# Short exercise:
Recast the material below as a JSON list of strings, one string per line and no entries for blank lines.

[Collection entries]
— BEGIN —

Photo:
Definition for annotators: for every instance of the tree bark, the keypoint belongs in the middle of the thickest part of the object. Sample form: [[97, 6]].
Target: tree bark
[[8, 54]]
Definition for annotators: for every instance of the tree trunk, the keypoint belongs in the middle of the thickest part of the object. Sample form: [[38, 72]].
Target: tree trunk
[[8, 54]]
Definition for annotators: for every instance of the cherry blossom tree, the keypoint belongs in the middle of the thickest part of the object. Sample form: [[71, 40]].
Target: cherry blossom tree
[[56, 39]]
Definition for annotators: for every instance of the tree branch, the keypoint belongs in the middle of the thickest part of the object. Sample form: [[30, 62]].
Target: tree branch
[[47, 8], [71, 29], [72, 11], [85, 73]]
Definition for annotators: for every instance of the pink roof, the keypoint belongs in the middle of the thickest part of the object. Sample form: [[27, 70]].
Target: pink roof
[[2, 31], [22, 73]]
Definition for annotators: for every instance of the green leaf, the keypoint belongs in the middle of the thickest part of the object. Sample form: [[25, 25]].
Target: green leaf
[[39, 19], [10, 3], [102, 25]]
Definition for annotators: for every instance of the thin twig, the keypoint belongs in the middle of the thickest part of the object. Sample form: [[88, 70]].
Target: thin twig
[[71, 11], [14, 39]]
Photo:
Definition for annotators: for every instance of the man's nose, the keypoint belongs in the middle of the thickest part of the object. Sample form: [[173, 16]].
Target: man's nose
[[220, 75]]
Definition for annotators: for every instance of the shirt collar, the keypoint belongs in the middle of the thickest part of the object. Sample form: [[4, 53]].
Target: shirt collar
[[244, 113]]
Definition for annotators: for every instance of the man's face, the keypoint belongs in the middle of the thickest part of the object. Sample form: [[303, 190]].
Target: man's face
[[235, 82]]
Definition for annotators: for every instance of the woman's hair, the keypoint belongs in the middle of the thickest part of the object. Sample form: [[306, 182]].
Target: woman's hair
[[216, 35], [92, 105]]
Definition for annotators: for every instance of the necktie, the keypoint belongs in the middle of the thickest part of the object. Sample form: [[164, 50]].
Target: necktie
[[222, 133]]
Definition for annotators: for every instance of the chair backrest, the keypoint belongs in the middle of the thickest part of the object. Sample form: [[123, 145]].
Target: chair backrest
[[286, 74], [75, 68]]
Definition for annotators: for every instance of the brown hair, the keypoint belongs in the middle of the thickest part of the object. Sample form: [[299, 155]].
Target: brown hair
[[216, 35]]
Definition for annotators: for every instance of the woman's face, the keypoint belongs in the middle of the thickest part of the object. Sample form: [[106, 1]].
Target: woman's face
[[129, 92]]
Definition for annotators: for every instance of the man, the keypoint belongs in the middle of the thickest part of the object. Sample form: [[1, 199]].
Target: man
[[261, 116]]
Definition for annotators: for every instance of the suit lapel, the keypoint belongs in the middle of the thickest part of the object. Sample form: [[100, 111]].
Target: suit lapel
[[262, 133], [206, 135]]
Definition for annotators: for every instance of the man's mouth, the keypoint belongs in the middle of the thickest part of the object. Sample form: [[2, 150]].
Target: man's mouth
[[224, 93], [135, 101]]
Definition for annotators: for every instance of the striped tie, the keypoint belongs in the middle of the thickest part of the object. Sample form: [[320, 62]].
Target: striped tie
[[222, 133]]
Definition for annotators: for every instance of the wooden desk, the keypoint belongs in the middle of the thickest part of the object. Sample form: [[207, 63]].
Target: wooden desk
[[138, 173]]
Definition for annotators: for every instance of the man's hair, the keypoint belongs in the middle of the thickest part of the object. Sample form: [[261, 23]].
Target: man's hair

— END —

# Exercise answer:
[
  "Photo:",
  "Definition for annotators: for every instance of the tree bark, the keypoint belongs in the middle of the thickest part of the object. Sample form: [[97, 6]].",
  "Target: tree bark",
  "[[8, 54]]",
  "Definition for annotators: for every instance of the tree trunk, the keypoint belongs in the middle of the thickest part of the object. Sample form: [[38, 72]].",
  "Target: tree trunk",
  "[[8, 54]]",
  "Definition for annotators: for every instance of the cherry blossom tree, the keypoint belongs in the middle of the thickest part of the object. Sample form: [[71, 40]].",
  "Target: cherry blossom tree",
  "[[56, 39]]",
  "Definition for annotators: for every instance of the tree branch, the keypoint belongs in the middle of the thickest part of the object. Sample form: [[30, 62]].",
  "Target: tree branch",
  "[[47, 8], [71, 29], [72, 11], [85, 73]]",
  "Definition for annotators: for every instance of the pink roof, the keypoint belongs in the middle of the thickest part of the object. Sample form: [[27, 70]].",
  "Target: pink roof",
  "[[2, 31], [22, 73]]",
  "Definition for annotators: for every instance of the green leaf, the keypoint belongs in the middle of the thickest part of the object. Sample form: [[25, 25]].",
  "Target: green leaf",
  "[[39, 19], [10, 3], [102, 25]]",
  "Definition for annotators: for every instance of the thin twig, the keypoint belongs in the middle of the thickest part of the object. Sample form: [[88, 70]].",
  "Target: thin twig",
  "[[71, 11], [14, 39]]",
  "Photo:",
  "Definition for annotators: for every instance of the man's nose, the keypoint belongs in the middle of the thickest part of the object. Sample form: [[173, 16]].",
  "Target: man's nose",
  "[[220, 75]]",
  "Definition for annotators: for every instance of the shirt collar, the keypoint belongs in the middle of the thickest part of the object. Sample form: [[4, 53]].",
  "Target: shirt collar",
  "[[244, 113]]",
  "Definition for annotators: for every instance of the man's face, the keypoint belongs in the middle of the thickest part of the object. Sample form: [[303, 190]].",
  "Target: man's face",
  "[[235, 82]]",
  "Definition for annotators: for every instance of the woman's hair, the keypoint belongs in the middle of the thickest part of the object. Sample form: [[306, 182]].",
  "Target: woman's hair",
  "[[216, 35], [92, 105]]",
  "Definition for annotators: for every instance of the necktie, the keypoint belongs in the middle of the thickest part of the object. Sample form: [[164, 50]].",
  "Target: necktie",
  "[[222, 133]]",
  "Definition for annotators: for every instance of the chair backrest, the keypoint belongs in the middle of the thickest part of the object. Sample form: [[123, 145]].",
  "Target: chair backrest",
  "[[286, 74], [75, 68]]",
  "Definition for annotators: for every instance of the brown hair, the keypoint belongs in the middle of the thickest part of the object. Sample form: [[299, 155]].",
  "Target: brown hair",
  "[[216, 35]]",
  "Definition for annotators: for every instance of the woman's face, the keypoint belongs in the middle of the thickest part of the object. Sample form: [[106, 1]].",
  "Target: woman's face",
  "[[129, 92]]",
  "Definition for annotators: for every instance of the man, the keypoint belongs in the middle of the thickest part of the object. Sample form: [[1, 199]].",
  "Target: man",
  "[[261, 116]]",
  "Definition for annotators: for every instance of the suit lapel, the keypoint belongs in the middle of the thickest part of the object. Sample form: [[100, 111]].",
  "Target: suit lapel",
  "[[262, 133], [206, 135]]",
  "Definition for annotators: for every instance of the man's mouth, the keypoint belongs in the middle of the thickest part of the object. Sample form: [[2, 150]].",
  "Target: man's mouth",
  "[[224, 93], [135, 101]]",
  "Definition for annotators: for every instance of the striped tie, the keypoint belongs in the middle of the thickest part of the object. Sample form: [[320, 62]].",
  "Target: striped tie",
  "[[222, 133]]",
  "Definition for annotators: for every instance of the wooden desk, the keypoint belongs in the middle of the thickest part of the object. Sample form: [[207, 63]].",
  "Target: wooden desk",
  "[[138, 173]]",
  "Definition for annotators: for every instance of the man's hair, the keypoint belongs in the middle of the thickest part of the object. Sample form: [[261, 23]].",
  "Target: man's hair"
]